# [TASKS]
A) Name every heirloom produce variety that the farmers market article mentions by name.
B) Duplicate the passage of the farmers market article starting with "1. Bring your" and going on through "a small cooler.".

# [DOCUMENT TEXT]
>>>>

Taste the flavors of summer at the next Emory Farmers Market. It's peak season for fuzzy, fresh Georgia peaches, and prime time for refreshing watermelon. Both star in the "Favorite Flavors of Summer," a special farmers market event on July 23, featuring a watermelon seed-spitting contest and an opportunity to sample the wares of more than 20 vendors.  

"The Emory Farmers Market has become a gathering place for the campus community to shop, talk and have lunch," says Julie Shaffer, sustainability projects manager for Emory's Food Service Administration.  

Shaffer, who is also the founder of Slow Food Atlanta, shares the following tips for making the most of any farmers market:  

  1. Bring your own bag or baskets. An easy way to be sustainable. If you don’t have a place to keep your purchases cool in summer, consider bringing a small cooler.

  2. Bring cash.  While more and more vendors have a mobile app like "Square" to be able to accept charge purchases, many still do not.

  3. Know what’s in season. Foods grown locally and picked in peak season are much tastier than foods that travel 1,500 miles (average distance for supermarket produce) from the field to your plate. Plus, eating what’s in season contributes to a strong “sense of place.” If you have ever eaten a Georgia peach picked that same day, or a summer tomato right off the vine, it’s difficult to go back to the mealy, tasteless tomatoes of winter. See the Georgia Organics Harvest Calendar.

  4. Ask questions. Farmers can offer helpful tips for preparation of the foods they sell, as well as interesting stories about how the foods are grown.  Cultivating a personal relationship with your food grower/producer can be enriching and rewarding for both the producer and consumer. It’s nice knowing that your farmer has a name, and that your food dollars are helping her pay the mortgage, or helping him put his child through college.

  5. Try new things.  Many farmer vendors offer heirloom varieties of produce, most of which have disappeared from the grocery stores with the industrialization of food.  Rainbow carrots, watermelon radishes, Cherokee Purple tomatoes, Romanesco cauliflower, and many other old varieties may be available and are delicious. Buying them also is an investment in the genetic biodiversity of our foodshed.

  6. It's okay to pick produce that looks less than perfect. USDA Organic and Certified Sustainable foods are often not as perfect-looking as foods that are grown industrially.  Don’t be afraid of a spot on your apple, or a dent on your peach. Perfect is not always the tastiest – and you may get a discount.

  7. Find more than produce. Emory Farmers Market vendors sell honey, eggs, breads, pastries, jellies, jams, grass-fed beef and more, all produced locally.  Supporting these small, local business strengthens the local economy. When shopping for food, remember to keep your state on your plate!

  8. Become an informed, conscious and conscientious consumer of food.  Familiarize yourself with marketing identifiers such as USDA Organic, Cage Free, Animal Welfare Approved, and Fair Trade. Know where your food comes from, how it was produced, and how the people who produced it were treated.

This fall will mark the return of weekly farmers markets, with new expanded hours from 11 a.m. to 3 p.m. The Emory Farmers Market is held on the Cox Hall Bridge.

<<<<

# [RAW DATA]
>>>>

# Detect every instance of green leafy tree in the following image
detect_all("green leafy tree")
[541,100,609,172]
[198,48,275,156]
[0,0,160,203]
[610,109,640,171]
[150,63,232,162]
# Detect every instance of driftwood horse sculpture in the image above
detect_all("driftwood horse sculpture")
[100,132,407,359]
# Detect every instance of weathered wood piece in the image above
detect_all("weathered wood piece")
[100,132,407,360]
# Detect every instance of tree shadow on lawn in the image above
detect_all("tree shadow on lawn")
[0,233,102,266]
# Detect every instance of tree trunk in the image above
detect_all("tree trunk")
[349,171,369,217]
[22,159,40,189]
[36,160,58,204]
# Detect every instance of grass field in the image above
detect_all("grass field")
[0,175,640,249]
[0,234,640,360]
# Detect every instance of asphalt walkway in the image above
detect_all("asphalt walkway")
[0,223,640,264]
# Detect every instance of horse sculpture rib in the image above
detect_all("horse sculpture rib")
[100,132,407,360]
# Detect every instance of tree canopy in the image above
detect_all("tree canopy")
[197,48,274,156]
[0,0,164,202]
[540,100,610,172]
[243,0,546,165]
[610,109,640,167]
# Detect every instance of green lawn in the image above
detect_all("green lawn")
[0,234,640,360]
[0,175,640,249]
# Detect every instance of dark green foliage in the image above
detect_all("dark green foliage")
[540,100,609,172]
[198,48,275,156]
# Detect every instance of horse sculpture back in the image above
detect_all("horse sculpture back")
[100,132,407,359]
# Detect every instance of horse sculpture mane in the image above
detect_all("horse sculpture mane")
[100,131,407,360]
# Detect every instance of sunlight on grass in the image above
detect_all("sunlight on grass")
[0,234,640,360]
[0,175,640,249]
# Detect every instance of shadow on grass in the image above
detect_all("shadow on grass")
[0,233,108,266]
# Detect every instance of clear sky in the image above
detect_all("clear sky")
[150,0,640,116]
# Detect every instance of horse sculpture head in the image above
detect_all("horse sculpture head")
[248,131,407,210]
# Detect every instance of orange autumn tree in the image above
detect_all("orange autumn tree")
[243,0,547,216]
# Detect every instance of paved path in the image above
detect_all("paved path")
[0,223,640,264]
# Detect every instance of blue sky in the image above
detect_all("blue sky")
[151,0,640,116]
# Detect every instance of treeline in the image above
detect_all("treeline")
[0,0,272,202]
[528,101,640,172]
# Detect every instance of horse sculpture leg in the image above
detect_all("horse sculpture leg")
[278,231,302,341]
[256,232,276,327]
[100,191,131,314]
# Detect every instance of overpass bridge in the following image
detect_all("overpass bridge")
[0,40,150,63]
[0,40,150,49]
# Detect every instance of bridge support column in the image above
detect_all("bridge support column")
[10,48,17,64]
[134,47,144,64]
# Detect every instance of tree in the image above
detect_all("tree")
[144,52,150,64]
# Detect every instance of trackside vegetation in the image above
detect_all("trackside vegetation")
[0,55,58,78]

<<<<

# [EXPECTED RESULTS]
A) Rainbow carrots, watermelon radishes, Cherokee Purple tomatoes, Romanesco cauliflower

B)
1. Bring your own bag or baskets. An easy way to be sustainable. If you don’t have a place to keep your purchases cool in summer, consider bringing a small cooler.